TEXT SEGMENT:
Review by Jack Foley

IndieLondon Rating: 4 out of 5

COMING-of-age teenage comedies are nothing new but when they’re good they can be very, very good. Charlie Bartlett achieves top marks and graduates with quite a few honours.

It boasts an outstanding cast, a promising new director and some spot-on insights into teenage insecurity and rebellion that arrive in a hip, feelgood package.

Having just been expelled from yet another private school, rich kid Charlie Bartlett (Anton Yelchin) finds himself at a public school and forced to rely on his intelligence and wit to fit in and overcome the bullying.

But when he uses his own therapy sessions as a sounding board to get to the bottom of other kids’ problems and begins acting as an unofficial pharmacist as well, he achieves a new found popularity that attracts the attention of both the principal (Robert Downey Jr) and his daughter (Kat Dennings).

Jon Poll’s movie, while certainly similar to the likes of Ferris Bueller’s Day Off and Igby Goes Down, is intelligent enough not to get pigeon-holed too easily and warm enough to overcome any potential pitfalls in its kooky characters.

Yelchin, for instance, works hard to make Bartlett endearing when he could have just emerged as rich and obnoxious, and taps into his character’s fears and insecurities extremely well.

While Downey Jr is as charismatic as ever as the college principal with his own set of demons to conquer, and Kat Dennings is coolness personified as his hip daughter.

Several of Bartlett’s high school chums also shine, adding to the overall richness of proceedings.

Poll occasionally struggles with elements of the plotting and never quite gets a handle on Hope Davis as Bartlett’s mother but he does ensure that the film carries enough seminal moments for teens to hold up as ‘cool’ (such as a couple of parties and Bartlett’s final confrontation with principal Downey).

And while some critics expressed concern with the film’s attitude towards drug-taking, accusations of recklessness prove woefully unfounded.

This is a smart, occasionally surreal, and always involving teen comedy that really does make the grade.

DATASET EXCERPTS:
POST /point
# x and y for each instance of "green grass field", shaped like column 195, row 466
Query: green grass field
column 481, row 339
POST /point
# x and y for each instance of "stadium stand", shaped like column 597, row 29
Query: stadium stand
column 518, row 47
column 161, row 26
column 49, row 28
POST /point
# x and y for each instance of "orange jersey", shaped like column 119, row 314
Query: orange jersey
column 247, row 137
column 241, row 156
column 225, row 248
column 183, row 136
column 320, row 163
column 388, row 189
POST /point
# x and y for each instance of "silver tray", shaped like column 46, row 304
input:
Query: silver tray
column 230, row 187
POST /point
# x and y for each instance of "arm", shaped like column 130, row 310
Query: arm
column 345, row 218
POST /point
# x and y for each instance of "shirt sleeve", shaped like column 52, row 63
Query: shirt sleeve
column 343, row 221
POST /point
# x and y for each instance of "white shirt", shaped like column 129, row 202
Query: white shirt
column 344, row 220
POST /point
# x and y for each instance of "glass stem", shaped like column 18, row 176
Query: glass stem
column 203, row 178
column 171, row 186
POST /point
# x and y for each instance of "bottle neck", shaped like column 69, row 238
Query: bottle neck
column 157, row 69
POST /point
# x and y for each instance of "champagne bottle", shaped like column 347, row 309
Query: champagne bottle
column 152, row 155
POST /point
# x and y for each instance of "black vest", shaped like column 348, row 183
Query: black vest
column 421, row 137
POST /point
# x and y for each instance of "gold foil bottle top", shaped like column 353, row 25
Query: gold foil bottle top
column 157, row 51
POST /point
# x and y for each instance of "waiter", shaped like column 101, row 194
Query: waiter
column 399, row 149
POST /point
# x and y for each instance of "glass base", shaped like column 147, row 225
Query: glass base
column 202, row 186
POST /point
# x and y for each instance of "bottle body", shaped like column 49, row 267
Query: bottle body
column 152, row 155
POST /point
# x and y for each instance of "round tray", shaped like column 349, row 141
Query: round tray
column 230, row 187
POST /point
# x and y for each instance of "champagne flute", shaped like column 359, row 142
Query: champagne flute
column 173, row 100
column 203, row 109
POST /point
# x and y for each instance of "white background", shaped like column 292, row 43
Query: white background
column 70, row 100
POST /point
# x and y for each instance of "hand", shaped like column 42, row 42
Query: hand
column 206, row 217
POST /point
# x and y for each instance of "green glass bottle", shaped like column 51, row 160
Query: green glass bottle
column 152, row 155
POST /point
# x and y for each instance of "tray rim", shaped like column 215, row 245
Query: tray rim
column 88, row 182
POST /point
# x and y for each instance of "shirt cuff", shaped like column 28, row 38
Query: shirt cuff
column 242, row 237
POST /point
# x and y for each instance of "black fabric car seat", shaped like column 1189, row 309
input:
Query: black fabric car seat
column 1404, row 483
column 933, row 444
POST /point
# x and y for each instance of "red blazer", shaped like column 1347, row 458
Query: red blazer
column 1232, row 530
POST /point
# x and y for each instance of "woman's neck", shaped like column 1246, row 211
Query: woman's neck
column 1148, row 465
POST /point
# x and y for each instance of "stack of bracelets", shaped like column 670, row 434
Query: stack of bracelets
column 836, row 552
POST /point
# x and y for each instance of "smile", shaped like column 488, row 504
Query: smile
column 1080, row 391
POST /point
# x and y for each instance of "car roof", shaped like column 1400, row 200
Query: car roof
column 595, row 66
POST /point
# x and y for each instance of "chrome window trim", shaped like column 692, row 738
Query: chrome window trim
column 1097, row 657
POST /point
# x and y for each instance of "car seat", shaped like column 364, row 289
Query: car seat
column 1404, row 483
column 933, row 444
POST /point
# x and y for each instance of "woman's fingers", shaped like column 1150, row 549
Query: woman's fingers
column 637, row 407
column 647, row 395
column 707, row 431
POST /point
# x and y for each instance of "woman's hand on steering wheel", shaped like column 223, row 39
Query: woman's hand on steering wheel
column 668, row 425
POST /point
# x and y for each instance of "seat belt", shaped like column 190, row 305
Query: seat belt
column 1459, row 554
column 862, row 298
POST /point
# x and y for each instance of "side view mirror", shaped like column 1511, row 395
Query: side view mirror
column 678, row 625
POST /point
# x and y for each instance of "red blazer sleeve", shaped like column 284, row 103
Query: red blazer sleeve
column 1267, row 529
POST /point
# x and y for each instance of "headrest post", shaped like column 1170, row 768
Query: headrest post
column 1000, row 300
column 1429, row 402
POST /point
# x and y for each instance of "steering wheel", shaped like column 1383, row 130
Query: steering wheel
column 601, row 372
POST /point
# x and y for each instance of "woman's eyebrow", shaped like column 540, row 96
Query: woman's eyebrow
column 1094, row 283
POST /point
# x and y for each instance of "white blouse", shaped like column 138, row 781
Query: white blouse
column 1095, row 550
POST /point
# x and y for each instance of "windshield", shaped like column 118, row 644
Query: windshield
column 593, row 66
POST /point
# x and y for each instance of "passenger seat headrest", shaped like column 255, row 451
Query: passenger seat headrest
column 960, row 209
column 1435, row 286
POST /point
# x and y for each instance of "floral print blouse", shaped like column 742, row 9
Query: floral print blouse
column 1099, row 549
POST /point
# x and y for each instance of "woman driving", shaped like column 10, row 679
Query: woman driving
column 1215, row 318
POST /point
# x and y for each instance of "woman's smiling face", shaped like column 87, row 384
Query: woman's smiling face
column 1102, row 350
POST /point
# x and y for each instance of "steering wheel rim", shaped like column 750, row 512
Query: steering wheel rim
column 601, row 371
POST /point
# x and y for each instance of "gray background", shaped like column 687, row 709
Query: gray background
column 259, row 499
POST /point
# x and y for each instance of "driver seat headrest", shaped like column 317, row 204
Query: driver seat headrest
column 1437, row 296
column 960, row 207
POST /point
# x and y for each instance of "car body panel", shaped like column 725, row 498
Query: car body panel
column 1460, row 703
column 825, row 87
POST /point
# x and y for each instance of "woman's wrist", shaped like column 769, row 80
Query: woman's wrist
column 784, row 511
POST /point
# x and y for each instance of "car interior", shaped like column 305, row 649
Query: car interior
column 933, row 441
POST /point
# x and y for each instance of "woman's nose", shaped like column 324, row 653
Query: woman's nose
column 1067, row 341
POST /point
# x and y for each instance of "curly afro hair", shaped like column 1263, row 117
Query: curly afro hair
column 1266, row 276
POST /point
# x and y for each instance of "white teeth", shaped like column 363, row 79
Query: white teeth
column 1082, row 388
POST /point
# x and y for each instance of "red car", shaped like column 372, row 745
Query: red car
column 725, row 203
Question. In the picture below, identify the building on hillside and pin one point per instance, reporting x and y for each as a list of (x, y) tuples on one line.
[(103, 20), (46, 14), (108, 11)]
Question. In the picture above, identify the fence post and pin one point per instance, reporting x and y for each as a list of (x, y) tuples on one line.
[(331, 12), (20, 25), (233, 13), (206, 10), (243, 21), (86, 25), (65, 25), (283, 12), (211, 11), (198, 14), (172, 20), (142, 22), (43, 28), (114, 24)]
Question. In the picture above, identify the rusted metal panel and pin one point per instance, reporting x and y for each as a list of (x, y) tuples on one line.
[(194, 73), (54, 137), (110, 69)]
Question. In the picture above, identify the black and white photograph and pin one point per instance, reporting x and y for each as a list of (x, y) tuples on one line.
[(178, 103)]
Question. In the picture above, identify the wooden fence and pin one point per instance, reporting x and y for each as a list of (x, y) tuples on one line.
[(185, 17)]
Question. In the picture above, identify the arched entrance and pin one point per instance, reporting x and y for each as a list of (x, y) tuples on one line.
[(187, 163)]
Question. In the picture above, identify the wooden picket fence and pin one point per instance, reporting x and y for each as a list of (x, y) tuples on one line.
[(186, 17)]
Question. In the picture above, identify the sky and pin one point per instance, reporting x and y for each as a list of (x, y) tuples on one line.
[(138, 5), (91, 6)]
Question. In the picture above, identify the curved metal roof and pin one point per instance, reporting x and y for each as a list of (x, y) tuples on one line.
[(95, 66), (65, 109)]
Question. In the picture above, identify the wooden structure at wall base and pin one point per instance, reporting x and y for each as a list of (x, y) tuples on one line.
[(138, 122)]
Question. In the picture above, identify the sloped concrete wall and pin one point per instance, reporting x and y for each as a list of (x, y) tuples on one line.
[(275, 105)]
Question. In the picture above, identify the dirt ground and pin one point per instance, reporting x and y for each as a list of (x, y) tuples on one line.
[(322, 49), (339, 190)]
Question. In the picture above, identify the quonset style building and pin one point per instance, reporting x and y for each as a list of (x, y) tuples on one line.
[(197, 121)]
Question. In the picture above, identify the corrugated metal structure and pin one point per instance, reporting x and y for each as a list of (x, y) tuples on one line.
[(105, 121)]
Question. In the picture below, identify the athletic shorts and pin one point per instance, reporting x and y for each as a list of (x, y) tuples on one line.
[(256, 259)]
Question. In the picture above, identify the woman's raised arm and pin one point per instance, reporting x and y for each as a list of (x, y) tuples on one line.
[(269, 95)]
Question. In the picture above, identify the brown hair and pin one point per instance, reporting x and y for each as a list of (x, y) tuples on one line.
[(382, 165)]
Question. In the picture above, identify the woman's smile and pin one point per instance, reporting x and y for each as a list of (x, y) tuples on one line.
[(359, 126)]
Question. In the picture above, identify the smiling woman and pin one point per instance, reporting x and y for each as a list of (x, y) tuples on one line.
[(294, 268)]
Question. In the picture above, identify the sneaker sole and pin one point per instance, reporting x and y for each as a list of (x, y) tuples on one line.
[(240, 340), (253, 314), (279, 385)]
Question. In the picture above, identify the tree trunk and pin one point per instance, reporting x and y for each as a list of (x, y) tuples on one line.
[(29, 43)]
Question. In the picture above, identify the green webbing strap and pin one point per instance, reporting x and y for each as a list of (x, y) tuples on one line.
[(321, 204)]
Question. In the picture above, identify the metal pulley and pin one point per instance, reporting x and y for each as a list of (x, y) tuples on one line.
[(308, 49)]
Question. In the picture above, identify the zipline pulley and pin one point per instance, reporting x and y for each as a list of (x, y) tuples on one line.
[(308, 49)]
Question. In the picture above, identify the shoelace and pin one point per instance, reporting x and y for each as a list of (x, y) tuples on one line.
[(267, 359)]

EXERCISE:
List every actor named in the film review, together with the role the review gives each one.

REPLY TO THE EXERCISE:
- Anton Yelchin: Charlie Bartlett
- Robert Downey Jr: the principal
- Kat Dennings: the principal's daughter
- Hope Davis: Bartlett's mother